**ACTIVITY A:** Quote the passage of the Central Park jogger news report starting with "NEW YORK (AP)" and going on through "Unit in Dallas.".
**ACTIVITY B:** Extend the news report on DNA testimony in the Central Park jogger case, picking up after its final sentence.

NEW YORK (AP) _ The case against three teen-agers charged with raping a jogger in Central Park has been greatly weakened by the government’s failure to link the suspects through DNA samples, a defense lawyer said.

An FBI expert testified Friday that semen samples taken from the body and clothes of the victim, an investment banker, did not match up in DNA testing with samples provided by the three defendants.

The only sample that was linked to any of 15 people who submitted to the DNA testing came from the jogger’s shorts and belonged to her boyfriend, said Special Agent Dwight Adams of the FBI’s DNA Analysis Unit in Dallas.

The 15 who submitted sambles included the defendants, the boyfriend and potential witnesses at the trial in criminal court.

Semen samples taken from the jogger’s cervix and her sock matched each other, but did not match the samples of the defendants, Adams testified. Other samples found at the scene were too small to match, he said.

″It weakens the prosecution’s case tremendously. It permits us to argue our clients had nothing to do with the rape of the Central Park jogger,″ said Peter Rivera, attorney for defendant Raymond Santana.

Prosecutors have said that to get a rape conviction, they don’t have to prove the defendants had sex with the jogger, only that they helped other defendants rape her.

**RAW DATA:**
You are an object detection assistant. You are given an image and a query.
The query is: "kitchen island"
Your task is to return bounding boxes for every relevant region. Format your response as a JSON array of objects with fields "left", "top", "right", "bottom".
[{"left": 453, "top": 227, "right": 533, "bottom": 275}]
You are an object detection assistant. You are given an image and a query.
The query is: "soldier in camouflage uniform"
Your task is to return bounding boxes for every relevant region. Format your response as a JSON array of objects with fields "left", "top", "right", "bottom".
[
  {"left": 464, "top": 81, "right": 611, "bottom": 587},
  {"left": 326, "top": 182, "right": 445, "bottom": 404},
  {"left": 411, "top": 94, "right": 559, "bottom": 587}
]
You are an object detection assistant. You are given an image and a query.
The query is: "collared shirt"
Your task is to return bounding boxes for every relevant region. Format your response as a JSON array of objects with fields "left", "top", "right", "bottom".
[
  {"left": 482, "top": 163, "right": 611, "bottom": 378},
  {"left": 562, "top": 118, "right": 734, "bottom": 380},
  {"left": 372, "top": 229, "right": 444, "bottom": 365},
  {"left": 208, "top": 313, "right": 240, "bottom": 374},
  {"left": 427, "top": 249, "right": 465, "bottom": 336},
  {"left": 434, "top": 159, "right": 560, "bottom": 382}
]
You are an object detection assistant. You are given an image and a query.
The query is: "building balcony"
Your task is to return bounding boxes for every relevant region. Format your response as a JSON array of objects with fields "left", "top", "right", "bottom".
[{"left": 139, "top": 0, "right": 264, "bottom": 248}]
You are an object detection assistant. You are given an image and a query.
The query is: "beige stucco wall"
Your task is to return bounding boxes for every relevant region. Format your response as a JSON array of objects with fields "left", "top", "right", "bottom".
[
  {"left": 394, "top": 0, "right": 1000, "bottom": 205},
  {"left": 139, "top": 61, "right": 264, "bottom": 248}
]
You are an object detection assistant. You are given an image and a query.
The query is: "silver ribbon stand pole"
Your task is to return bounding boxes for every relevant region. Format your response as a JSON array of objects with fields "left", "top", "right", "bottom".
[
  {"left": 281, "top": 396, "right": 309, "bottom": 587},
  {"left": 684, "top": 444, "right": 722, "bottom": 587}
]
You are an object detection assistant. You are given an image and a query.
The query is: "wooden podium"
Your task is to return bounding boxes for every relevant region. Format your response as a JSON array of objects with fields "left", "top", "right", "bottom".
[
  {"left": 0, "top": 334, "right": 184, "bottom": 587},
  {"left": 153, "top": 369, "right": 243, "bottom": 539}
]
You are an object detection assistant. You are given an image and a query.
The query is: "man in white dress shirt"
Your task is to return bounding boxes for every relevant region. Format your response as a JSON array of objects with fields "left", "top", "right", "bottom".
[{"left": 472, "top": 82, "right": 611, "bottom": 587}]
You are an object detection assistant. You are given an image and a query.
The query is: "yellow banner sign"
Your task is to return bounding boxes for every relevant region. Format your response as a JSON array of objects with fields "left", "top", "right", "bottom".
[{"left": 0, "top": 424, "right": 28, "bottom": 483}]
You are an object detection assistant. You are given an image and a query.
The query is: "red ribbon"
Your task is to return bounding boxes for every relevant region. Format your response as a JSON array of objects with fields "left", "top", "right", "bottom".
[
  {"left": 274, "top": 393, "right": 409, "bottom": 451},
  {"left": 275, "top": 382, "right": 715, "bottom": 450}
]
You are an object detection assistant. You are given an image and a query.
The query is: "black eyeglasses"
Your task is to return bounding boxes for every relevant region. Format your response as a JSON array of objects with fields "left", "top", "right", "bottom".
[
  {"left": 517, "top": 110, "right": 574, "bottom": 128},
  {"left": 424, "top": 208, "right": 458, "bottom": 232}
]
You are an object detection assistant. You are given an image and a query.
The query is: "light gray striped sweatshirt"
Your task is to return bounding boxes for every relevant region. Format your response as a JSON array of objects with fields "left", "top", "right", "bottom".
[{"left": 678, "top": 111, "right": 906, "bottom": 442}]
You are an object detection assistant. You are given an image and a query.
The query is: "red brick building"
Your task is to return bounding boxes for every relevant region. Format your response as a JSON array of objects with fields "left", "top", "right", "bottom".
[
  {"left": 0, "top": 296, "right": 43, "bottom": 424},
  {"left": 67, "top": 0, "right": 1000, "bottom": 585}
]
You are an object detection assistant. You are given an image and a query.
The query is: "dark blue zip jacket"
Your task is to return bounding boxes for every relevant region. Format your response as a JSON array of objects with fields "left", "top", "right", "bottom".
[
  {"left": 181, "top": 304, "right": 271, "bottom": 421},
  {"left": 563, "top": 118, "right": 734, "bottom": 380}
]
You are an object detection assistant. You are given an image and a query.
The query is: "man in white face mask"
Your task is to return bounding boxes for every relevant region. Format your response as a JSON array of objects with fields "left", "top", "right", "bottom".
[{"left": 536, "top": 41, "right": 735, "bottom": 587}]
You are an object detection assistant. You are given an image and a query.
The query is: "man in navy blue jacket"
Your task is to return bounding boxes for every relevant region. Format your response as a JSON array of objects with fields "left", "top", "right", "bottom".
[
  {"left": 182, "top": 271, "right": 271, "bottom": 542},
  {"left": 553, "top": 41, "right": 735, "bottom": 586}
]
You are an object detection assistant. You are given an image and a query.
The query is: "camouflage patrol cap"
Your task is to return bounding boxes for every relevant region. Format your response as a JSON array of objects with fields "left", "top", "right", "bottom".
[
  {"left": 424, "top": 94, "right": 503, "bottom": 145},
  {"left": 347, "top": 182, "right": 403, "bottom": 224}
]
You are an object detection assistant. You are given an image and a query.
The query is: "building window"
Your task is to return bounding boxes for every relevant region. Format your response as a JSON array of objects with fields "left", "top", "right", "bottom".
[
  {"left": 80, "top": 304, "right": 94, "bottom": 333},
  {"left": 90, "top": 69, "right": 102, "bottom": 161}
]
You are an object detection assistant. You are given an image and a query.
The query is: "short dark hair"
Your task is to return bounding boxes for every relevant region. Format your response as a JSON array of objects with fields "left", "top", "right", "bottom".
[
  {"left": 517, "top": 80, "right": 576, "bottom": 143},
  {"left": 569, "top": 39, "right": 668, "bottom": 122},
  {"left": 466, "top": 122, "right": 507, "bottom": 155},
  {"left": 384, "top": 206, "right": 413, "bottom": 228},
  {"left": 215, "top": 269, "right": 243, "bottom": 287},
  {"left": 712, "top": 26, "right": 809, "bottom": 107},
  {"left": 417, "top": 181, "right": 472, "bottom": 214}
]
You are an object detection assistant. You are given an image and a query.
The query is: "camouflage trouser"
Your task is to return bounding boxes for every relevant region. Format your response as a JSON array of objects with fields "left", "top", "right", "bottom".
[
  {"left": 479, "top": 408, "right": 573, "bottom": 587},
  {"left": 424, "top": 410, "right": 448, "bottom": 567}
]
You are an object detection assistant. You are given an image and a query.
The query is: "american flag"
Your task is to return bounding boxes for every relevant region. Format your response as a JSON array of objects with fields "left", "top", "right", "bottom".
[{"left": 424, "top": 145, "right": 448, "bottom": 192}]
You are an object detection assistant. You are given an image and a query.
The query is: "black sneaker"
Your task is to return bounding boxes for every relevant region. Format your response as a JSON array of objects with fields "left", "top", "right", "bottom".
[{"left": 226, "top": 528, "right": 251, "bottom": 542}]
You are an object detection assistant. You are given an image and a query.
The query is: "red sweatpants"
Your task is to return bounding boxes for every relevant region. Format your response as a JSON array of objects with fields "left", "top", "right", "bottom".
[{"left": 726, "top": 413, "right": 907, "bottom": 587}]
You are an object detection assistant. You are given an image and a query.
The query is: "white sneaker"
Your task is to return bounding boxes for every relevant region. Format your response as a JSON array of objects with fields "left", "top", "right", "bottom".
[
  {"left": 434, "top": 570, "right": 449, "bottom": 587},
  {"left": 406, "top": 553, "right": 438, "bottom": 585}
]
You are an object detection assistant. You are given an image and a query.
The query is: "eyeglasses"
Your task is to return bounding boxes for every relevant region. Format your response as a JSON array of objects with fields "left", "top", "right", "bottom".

**REPLY A:**
NEW YORK (AP) _ The case against three teen-agers charged with raping a jogger in Central Park has been greatly weakened by the government’s failure to link the suspects through DNA samples, a defense lawyer said.

An FBI expert testified Friday that semen samples taken from the body and clothes of the victim, an investment banker, did not match up in DNA testing with samples provided by the three defendants.

The only sample that was linked to any of 15 people who submitted to the DNA testing came from the jogger’s shorts and belonged to her boyfriend, said Special Agent Dwight Adams of the FBI’s DNA Analysis Unit in Dallas.

**REPLY B:**
DNA testing, done through bodily fluids, illuminates a genetic fingerprint unique to each person.

When the DNA tests in this case were first made public during pretrial hearings, defense lawyers for the three teen-agers said the results indicated an unidentified person had had sex with the jogger.

Prosecutors say the woman was gang-raped and beaten almost to death, then left in a ravine near a popular park jogging route.

Santana, 16, Antron McCray, 15, and Yusef Salaam, 16, are on trial for attempted murder, rape, sexual abuse, assault, robbery and riot in the attack on the woman and two male joggers.

The woman, now 30, survived and returned to work, but suffered brain damage and has no memory of the attack.

McCray, Santana and Salaam are on trial in an adult court, but if convicted they will be sentenced as juvenile offenders, to up to 10 years in prison.

Three other youths are to stand trial on the same charges later this year.